Mask labeling examples:
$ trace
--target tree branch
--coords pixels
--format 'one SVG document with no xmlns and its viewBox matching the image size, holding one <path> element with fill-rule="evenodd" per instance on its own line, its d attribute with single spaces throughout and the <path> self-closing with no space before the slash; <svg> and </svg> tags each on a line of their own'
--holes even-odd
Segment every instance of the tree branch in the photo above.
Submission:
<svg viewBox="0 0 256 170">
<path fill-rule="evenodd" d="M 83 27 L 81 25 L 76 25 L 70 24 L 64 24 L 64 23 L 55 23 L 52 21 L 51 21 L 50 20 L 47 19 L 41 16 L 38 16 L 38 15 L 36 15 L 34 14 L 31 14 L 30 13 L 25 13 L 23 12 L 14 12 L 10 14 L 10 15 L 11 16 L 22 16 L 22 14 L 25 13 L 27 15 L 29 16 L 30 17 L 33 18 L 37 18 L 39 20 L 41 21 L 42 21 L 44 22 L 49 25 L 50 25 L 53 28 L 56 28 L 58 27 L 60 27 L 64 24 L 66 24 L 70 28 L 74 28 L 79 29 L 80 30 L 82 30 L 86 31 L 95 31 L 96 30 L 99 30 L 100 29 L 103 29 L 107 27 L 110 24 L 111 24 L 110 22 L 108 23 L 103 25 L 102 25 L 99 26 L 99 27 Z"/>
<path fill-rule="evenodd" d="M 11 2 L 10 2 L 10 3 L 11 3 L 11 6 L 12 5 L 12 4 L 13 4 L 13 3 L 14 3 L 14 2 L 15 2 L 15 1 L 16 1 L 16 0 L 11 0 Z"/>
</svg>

> [SET EXERCISE]:
Copy out each entry line for line, with no changes.

> [CORRECT OUTPUT]:
$ trace
--target tree branch
--coords pixels
--format 'one SVG document with no xmlns and its viewBox matching the image size, holding one <path> element with fill-rule="evenodd" per instance on its own line, its d attribute with single spaces throughout and the <path> self-closing with no space before the slash; <svg> and </svg> tags each on a line of their own'
--holes even-odd
Segment every instance of the tree branch in the photo above.
Submission:
<svg viewBox="0 0 256 170">
<path fill-rule="evenodd" d="M 83 27 L 81 25 L 76 25 L 70 24 L 64 24 L 64 23 L 55 23 L 52 21 L 51 21 L 50 20 L 47 19 L 41 16 L 38 16 L 38 15 L 36 15 L 34 14 L 31 14 L 30 13 L 25 13 L 23 12 L 14 12 L 10 14 L 10 15 L 11 16 L 22 16 L 22 14 L 25 13 L 27 15 L 29 16 L 30 17 L 33 18 L 37 18 L 39 20 L 41 21 L 42 21 L 44 22 L 49 25 L 50 25 L 53 28 L 56 28 L 58 27 L 60 27 L 64 24 L 66 24 L 70 28 L 74 28 L 79 29 L 80 30 L 82 30 L 86 31 L 95 31 L 96 30 L 99 30 L 100 29 L 103 29 L 107 27 L 110 24 L 111 24 L 110 22 L 108 23 L 103 25 L 102 25 L 99 26 L 99 27 Z"/>
<path fill-rule="evenodd" d="M 11 2 L 10 2 L 10 3 L 11 3 L 11 6 L 12 5 L 12 4 L 13 4 L 13 3 L 14 3 L 14 2 L 15 2 L 15 1 L 16 1 L 16 0 L 11 0 Z"/>
</svg>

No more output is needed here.